Request:
List every line of the data below that contains the word "segmentation", copying each such line in full. Case counts, so match capitalization exactly.
━━ Records for the task ━━
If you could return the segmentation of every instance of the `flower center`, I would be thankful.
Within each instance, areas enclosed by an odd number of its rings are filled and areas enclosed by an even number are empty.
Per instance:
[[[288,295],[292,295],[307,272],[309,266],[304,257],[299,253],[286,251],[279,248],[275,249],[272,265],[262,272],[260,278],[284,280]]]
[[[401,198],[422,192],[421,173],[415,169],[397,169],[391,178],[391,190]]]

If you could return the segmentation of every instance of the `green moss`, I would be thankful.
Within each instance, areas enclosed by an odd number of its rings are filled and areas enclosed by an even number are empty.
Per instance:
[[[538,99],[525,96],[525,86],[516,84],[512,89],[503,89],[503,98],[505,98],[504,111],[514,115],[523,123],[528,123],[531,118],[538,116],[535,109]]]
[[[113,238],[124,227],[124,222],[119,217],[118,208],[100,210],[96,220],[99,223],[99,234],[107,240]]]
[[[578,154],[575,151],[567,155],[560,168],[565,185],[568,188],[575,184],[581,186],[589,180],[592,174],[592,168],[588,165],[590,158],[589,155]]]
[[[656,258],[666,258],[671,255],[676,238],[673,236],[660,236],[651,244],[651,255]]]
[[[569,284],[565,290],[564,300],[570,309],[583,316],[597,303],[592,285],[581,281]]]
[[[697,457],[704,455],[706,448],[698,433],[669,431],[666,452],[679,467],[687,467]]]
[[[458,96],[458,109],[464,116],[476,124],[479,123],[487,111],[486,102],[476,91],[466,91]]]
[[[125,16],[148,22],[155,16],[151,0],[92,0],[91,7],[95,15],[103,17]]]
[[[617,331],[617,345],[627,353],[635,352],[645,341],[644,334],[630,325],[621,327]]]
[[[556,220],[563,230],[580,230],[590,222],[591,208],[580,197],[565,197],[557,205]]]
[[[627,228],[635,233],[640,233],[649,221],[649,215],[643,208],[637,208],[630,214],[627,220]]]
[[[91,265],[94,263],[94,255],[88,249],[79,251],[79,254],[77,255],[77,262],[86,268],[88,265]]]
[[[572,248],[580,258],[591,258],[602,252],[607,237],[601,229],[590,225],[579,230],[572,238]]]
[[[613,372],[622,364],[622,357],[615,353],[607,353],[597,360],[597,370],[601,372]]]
━━━
Written answer:
If you could return the segmentation of every instance of the `flower center`, I would be thankful.
If you could return the segmentation of every instance of the `green moss`, I would be thankful.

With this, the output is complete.